▶ _THE TASK_
In the entries below, find the line containing "Where can the noseband". Write out that line and all lines after it, exactly, and nothing else.

▶ _SUPPLIED MATERIAL_
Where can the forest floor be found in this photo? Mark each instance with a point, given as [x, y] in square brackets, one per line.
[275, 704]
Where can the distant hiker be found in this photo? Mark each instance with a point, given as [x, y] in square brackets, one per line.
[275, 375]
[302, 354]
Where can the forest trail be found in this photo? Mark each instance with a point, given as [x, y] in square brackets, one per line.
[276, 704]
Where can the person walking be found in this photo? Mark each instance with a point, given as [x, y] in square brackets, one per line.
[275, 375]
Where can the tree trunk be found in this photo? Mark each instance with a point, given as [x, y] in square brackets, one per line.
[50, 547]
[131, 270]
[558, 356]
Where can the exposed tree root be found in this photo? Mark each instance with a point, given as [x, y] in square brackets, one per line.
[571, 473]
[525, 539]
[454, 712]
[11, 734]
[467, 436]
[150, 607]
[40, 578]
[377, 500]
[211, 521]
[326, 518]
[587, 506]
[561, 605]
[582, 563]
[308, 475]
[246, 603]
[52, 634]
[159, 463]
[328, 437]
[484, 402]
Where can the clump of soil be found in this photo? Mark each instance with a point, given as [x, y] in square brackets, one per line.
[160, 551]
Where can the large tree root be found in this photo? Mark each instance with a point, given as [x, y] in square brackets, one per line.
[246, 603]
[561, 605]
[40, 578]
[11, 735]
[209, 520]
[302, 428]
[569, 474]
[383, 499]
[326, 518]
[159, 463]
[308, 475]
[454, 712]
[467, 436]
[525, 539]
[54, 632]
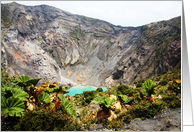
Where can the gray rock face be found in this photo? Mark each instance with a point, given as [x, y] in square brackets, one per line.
[43, 41]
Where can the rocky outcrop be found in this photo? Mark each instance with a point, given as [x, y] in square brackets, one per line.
[43, 41]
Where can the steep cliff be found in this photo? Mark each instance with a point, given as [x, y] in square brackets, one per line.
[43, 41]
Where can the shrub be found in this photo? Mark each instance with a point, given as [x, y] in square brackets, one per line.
[145, 109]
[164, 72]
[41, 120]
[99, 90]
[135, 82]
[114, 124]
[174, 88]
[163, 82]
[124, 89]
[172, 100]
[158, 78]
[139, 85]
[89, 96]
[141, 81]
[149, 86]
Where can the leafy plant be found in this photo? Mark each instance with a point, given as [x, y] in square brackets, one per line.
[44, 97]
[99, 90]
[25, 81]
[102, 100]
[67, 105]
[12, 101]
[42, 120]
[125, 98]
[124, 89]
[145, 109]
[149, 86]
[163, 82]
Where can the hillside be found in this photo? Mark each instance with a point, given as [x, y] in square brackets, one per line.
[43, 41]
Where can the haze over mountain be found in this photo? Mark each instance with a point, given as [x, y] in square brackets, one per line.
[43, 41]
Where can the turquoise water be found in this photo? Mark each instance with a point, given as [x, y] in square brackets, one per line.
[80, 89]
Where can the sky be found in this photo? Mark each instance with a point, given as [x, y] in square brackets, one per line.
[123, 13]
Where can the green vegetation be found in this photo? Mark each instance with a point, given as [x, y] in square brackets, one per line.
[26, 106]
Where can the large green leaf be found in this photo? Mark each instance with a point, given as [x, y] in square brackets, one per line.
[68, 106]
[99, 99]
[24, 81]
[62, 97]
[125, 98]
[109, 101]
[149, 86]
[12, 106]
[22, 95]
[44, 97]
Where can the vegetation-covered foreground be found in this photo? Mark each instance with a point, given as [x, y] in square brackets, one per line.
[26, 106]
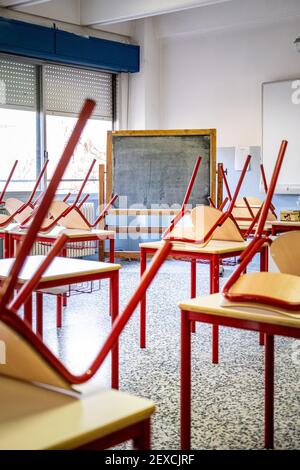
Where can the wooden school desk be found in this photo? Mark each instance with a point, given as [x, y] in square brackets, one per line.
[34, 418]
[61, 273]
[281, 226]
[14, 236]
[209, 310]
[214, 252]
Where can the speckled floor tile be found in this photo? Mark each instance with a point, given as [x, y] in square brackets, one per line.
[227, 398]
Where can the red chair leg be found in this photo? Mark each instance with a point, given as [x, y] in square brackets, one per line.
[193, 288]
[59, 305]
[143, 442]
[269, 391]
[39, 313]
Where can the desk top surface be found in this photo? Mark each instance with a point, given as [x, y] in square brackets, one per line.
[35, 418]
[213, 247]
[60, 268]
[14, 229]
[214, 305]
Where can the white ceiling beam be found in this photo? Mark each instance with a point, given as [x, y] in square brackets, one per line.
[104, 12]
[17, 3]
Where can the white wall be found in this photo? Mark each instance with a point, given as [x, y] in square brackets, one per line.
[144, 95]
[212, 62]
[215, 80]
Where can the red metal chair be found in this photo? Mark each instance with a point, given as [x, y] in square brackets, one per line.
[3, 192]
[276, 290]
[48, 369]
[204, 223]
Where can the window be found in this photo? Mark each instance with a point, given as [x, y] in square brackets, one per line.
[65, 90]
[44, 100]
[18, 118]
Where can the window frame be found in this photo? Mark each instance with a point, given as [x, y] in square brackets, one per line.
[41, 128]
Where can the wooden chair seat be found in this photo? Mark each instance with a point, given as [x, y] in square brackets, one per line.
[195, 225]
[73, 220]
[12, 206]
[277, 289]
[285, 251]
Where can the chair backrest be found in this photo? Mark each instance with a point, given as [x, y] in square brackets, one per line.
[73, 219]
[285, 251]
[194, 226]
[8, 286]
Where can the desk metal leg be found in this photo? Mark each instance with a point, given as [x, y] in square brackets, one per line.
[28, 311]
[193, 287]
[214, 288]
[114, 314]
[6, 243]
[143, 265]
[111, 260]
[143, 441]
[65, 299]
[185, 382]
[59, 309]
[39, 313]
[111, 250]
[264, 267]
[269, 391]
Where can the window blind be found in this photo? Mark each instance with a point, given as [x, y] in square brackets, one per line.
[66, 89]
[18, 82]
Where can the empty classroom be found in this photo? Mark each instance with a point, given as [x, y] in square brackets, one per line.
[149, 227]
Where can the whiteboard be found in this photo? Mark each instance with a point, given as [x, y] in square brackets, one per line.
[281, 121]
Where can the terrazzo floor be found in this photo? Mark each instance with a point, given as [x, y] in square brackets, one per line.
[227, 398]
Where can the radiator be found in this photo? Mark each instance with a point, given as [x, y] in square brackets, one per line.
[75, 250]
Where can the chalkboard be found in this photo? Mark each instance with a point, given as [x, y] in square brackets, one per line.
[153, 168]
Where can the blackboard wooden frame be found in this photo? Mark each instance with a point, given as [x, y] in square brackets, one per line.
[141, 133]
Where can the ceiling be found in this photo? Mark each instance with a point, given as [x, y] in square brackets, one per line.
[107, 12]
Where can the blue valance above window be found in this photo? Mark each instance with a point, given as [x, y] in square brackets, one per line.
[39, 42]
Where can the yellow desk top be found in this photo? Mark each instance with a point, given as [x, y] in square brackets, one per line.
[34, 418]
[212, 305]
[213, 247]
[245, 224]
[70, 233]
[60, 268]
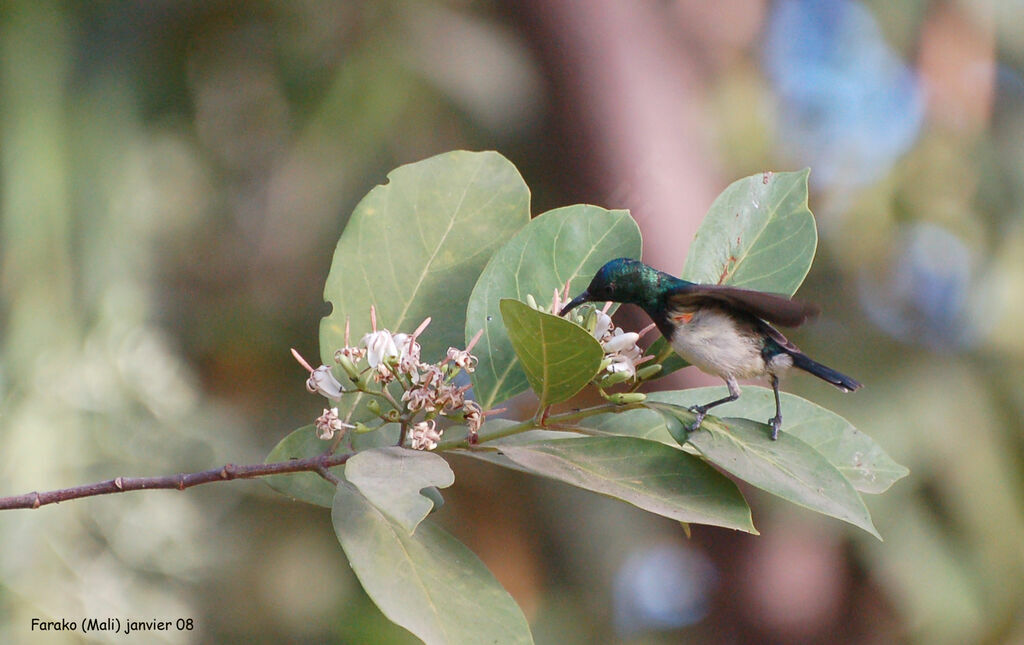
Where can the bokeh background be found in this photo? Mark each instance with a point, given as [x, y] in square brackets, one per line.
[174, 176]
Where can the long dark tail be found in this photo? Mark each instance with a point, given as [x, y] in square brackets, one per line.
[841, 381]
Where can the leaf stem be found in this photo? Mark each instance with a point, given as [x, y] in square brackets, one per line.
[318, 464]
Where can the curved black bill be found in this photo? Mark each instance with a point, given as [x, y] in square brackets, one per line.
[576, 302]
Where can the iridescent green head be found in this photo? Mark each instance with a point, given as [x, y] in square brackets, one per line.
[626, 281]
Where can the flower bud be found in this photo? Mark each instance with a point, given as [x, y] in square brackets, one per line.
[620, 342]
[648, 372]
[322, 381]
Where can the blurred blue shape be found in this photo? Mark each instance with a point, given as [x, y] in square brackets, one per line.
[926, 296]
[849, 106]
[664, 587]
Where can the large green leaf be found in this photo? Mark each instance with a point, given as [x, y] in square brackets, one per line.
[759, 234]
[428, 583]
[558, 356]
[857, 456]
[566, 244]
[787, 468]
[392, 478]
[415, 247]
[303, 442]
[647, 474]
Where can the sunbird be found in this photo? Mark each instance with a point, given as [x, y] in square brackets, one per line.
[722, 330]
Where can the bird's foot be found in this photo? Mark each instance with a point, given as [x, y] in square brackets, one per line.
[700, 412]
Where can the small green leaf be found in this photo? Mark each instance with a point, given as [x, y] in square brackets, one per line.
[301, 443]
[428, 583]
[787, 468]
[759, 233]
[559, 356]
[667, 356]
[566, 244]
[415, 247]
[392, 478]
[647, 474]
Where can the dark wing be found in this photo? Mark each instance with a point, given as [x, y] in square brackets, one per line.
[771, 307]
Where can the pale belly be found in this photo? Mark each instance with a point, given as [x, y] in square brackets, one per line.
[716, 344]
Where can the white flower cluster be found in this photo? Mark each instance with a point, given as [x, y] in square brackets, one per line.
[429, 388]
[620, 347]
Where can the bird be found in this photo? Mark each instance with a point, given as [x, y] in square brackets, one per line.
[723, 331]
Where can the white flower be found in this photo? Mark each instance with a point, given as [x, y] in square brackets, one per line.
[474, 419]
[463, 358]
[354, 354]
[424, 435]
[380, 347]
[419, 397]
[409, 355]
[623, 363]
[328, 424]
[322, 381]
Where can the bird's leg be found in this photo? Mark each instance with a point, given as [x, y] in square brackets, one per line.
[701, 411]
[776, 421]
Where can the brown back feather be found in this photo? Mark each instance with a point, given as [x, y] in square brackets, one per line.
[774, 308]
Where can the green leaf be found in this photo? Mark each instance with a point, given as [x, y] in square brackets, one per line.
[759, 233]
[428, 583]
[787, 468]
[559, 356]
[647, 474]
[392, 478]
[310, 487]
[565, 244]
[857, 456]
[415, 247]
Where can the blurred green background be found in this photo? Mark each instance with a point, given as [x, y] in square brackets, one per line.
[174, 176]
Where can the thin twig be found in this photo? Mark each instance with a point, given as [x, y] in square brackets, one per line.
[318, 464]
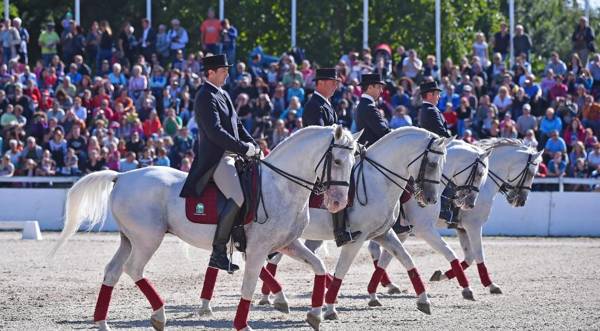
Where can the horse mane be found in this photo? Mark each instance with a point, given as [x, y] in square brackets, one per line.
[492, 143]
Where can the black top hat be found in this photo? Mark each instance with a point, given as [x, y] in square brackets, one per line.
[370, 79]
[215, 62]
[327, 74]
[429, 87]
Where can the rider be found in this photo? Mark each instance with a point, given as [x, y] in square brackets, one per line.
[318, 111]
[431, 119]
[221, 136]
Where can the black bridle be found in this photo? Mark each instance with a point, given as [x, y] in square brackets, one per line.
[321, 185]
[469, 182]
[389, 174]
[506, 186]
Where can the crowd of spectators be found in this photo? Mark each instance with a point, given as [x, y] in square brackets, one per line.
[98, 99]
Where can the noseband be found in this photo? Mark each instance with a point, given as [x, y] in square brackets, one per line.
[506, 186]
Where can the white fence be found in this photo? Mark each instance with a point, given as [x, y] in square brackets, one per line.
[545, 214]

▶ _TASK SOLUTION_
Where can the noseband be found in this photo? Mark each instance with a point, given as [x, y] in square brackets, one per line.
[506, 186]
Where can the white fence be found in this photo? Mark each instance with a point, given as [x, y] in square brackets, one per line.
[545, 214]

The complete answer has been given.